— SHORT TASK —
Report each line of the listing below that contains the string "parked", treating uppercase and lowercase letters as different.
___ PROVIDED RECORDS
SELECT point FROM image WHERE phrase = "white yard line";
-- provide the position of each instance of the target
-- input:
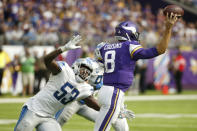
(127, 98)
(145, 115)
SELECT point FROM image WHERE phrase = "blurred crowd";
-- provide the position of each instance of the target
(192, 3)
(46, 22)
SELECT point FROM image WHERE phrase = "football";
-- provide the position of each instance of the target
(174, 9)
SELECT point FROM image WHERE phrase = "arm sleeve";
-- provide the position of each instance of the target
(142, 53)
(97, 52)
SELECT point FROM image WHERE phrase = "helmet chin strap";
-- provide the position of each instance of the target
(79, 79)
(128, 37)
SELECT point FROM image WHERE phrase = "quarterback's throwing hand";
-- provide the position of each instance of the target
(72, 44)
(171, 19)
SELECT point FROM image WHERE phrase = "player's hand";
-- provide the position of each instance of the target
(124, 113)
(171, 19)
(72, 44)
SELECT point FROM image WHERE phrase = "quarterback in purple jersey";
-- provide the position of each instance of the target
(119, 61)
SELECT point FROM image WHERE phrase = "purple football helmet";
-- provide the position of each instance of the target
(126, 31)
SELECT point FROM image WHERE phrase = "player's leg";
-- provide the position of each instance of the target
(121, 124)
(66, 113)
(27, 120)
(49, 125)
(110, 99)
(88, 113)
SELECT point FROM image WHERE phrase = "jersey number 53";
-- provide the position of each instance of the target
(66, 94)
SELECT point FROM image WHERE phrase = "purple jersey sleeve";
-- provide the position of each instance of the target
(142, 53)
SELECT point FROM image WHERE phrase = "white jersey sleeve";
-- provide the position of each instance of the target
(59, 90)
(85, 91)
(97, 52)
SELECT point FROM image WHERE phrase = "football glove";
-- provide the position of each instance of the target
(71, 44)
(124, 113)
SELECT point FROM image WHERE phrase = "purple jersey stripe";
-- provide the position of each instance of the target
(111, 110)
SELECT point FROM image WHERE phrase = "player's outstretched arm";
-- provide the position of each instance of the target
(49, 58)
(163, 44)
(92, 103)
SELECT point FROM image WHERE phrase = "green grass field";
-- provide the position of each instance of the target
(164, 115)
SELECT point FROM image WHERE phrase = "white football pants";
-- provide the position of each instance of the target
(111, 99)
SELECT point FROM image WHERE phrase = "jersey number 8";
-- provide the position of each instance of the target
(109, 61)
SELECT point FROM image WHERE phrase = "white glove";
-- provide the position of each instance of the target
(124, 113)
(71, 44)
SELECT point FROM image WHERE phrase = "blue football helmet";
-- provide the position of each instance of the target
(126, 31)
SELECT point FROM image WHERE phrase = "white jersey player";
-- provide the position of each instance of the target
(78, 107)
(62, 88)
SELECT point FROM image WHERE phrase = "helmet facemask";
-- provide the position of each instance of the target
(83, 74)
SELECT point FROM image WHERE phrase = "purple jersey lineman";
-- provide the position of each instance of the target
(119, 61)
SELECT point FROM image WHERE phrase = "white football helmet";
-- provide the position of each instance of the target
(86, 69)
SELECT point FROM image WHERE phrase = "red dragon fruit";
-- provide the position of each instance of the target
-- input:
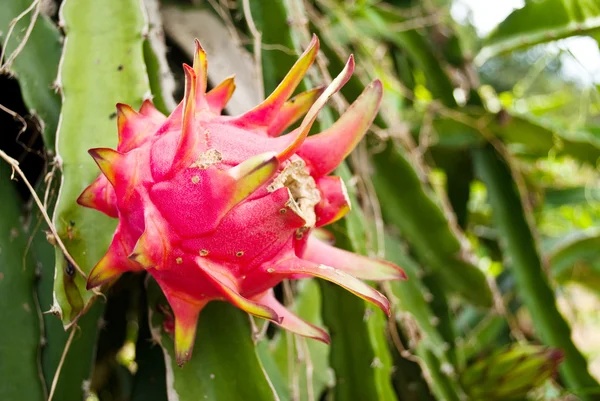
(222, 208)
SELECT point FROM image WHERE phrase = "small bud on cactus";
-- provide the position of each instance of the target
(222, 208)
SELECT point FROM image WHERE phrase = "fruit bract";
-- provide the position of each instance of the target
(221, 208)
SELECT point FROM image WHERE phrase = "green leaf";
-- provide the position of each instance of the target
(149, 382)
(417, 46)
(359, 353)
(519, 247)
(554, 197)
(77, 365)
(527, 135)
(19, 314)
(36, 65)
(294, 355)
(575, 258)
(162, 83)
(224, 365)
(411, 300)
(541, 21)
(271, 19)
(407, 204)
(97, 71)
(355, 325)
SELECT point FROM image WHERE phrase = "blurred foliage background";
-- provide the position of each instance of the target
(479, 177)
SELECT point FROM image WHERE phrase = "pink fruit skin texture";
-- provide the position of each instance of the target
(221, 208)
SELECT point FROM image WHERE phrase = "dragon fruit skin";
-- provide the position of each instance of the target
(222, 208)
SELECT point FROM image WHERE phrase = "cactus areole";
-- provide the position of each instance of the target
(221, 208)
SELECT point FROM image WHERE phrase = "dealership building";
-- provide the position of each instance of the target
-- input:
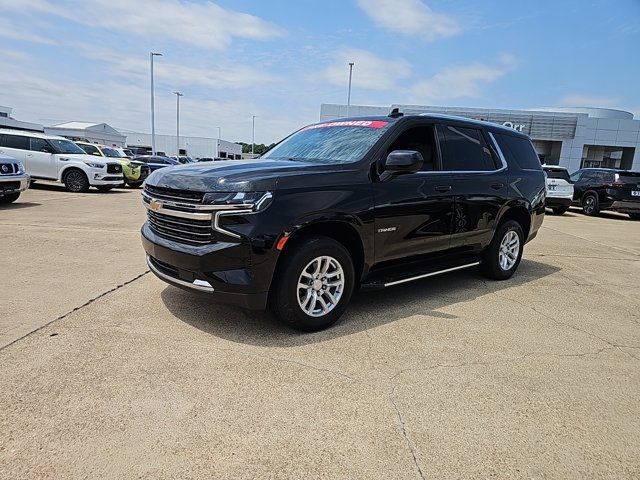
(573, 137)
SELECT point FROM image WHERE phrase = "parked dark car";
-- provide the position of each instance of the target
(363, 202)
(597, 189)
(156, 161)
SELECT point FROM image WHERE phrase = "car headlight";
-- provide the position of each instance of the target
(95, 165)
(245, 200)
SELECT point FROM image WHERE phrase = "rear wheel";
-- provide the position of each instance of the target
(502, 257)
(590, 204)
(560, 210)
(313, 285)
(9, 198)
(76, 181)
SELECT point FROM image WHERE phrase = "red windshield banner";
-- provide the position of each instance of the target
(350, 123)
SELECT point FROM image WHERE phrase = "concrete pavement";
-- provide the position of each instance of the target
(451, 377)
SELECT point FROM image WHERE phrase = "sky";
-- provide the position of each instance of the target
(88, 60)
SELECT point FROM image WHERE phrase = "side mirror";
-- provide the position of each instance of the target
(401, 161)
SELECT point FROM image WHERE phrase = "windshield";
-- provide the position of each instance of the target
(332, 142)
(111, 152)
(67, 146)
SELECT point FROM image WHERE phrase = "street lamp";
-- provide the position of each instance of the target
(218, 141)
(253, 133)
(153, 107)
(178, 95)
(349, 93)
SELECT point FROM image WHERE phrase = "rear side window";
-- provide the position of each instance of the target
(464, 149)
(15, 141)
(519, 151)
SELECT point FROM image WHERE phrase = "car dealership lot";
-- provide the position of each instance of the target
(124, 376)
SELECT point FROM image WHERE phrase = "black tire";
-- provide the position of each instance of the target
(590, 204)
(9, 198)
(284, 299)
(490, 265)
(560, 210)
(76, 181)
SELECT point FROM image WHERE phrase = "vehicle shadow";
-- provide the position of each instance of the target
(367, 310)
(18, 205)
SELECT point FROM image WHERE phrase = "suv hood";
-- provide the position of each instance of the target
(231, 175)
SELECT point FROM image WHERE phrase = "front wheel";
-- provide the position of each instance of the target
(76, 181)
(560, 210)
(502, 257)
(9, 198)
(313, 285)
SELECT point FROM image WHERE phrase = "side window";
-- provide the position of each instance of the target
(91, 150)
(420, 139)
(39, 145)
(464, 149)
(16, 141)
(518, 151)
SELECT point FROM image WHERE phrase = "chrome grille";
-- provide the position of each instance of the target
(195, 232)
(173, 194)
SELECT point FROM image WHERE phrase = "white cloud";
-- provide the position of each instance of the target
(409, 17)
(577, 100)
(369, 71)
(461, 81)
(205, 25)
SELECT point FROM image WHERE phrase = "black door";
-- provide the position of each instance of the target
(478, 182)
(412, 212)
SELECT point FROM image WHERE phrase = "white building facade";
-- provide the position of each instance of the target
(196, 147)
(576, 137)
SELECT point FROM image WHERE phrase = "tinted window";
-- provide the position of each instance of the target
(464, 149)
(39, 145)
(15, 141)
(330, 142)
(518, 150)
(559, 174)
(420, 139)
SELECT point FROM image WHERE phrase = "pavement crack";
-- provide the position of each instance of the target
(75, 309)
(403, 429)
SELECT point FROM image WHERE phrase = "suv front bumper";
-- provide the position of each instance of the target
(14, 183)
(221, 270)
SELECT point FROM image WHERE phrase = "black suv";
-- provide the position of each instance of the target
(597, 189)
(366, 203)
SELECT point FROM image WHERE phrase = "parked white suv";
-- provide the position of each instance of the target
(559, 188)
(57, 158)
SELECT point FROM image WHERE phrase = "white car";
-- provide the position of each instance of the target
(57, 158)
(559, 189)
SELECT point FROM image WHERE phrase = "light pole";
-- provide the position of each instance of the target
(218, 142)
(253, 133)
(349, 93)
(153, 106)
(178, 95)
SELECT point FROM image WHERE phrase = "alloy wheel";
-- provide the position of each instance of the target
(320, 286)
(509, 250)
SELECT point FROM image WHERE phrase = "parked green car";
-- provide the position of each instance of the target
(134, 172)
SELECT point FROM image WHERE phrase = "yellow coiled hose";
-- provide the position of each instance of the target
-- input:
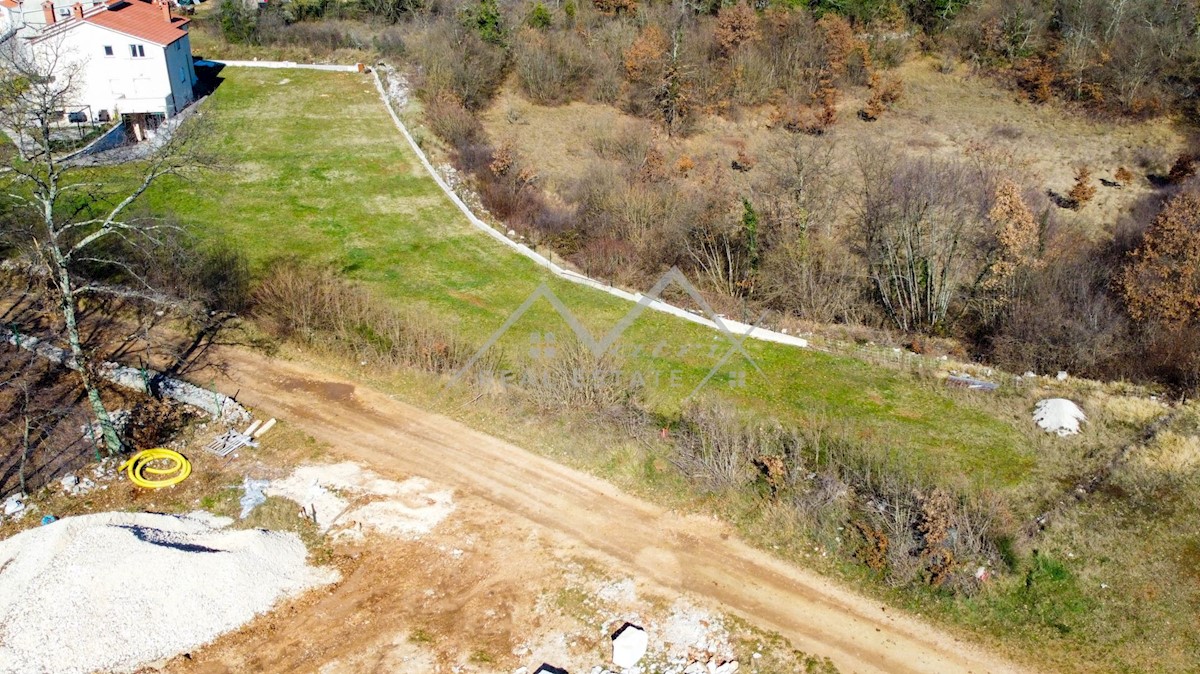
(139, 467)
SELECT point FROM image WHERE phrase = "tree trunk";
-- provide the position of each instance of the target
(108, 432)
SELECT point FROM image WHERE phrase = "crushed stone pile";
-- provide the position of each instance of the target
(348, 499)
(113, 591)
(1059, 415)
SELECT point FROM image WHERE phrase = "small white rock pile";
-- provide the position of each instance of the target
(117, 590)
(348, 499)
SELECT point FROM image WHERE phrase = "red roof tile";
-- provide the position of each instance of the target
(138, 18)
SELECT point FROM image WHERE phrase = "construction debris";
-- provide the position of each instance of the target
(409, 509)
(117, 590)
(1059, 415)
(15, 505)
(252, 495)
(629, 645)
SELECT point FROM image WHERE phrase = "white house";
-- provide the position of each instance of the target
(133, 58)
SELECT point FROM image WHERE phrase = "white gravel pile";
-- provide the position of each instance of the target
(349, 499)
(1059, 415)
(115, 590)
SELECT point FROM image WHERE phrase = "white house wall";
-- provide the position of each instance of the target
(121, 83)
______
— OUTPUT OF THE EXERCISE —
SELECT point FROM image WHERE phrase = "parked dark car";
SELECT point FROM image WHERE phrase = "parked white suv";
SELECT point FROM image WHERE phrase = "parked green car";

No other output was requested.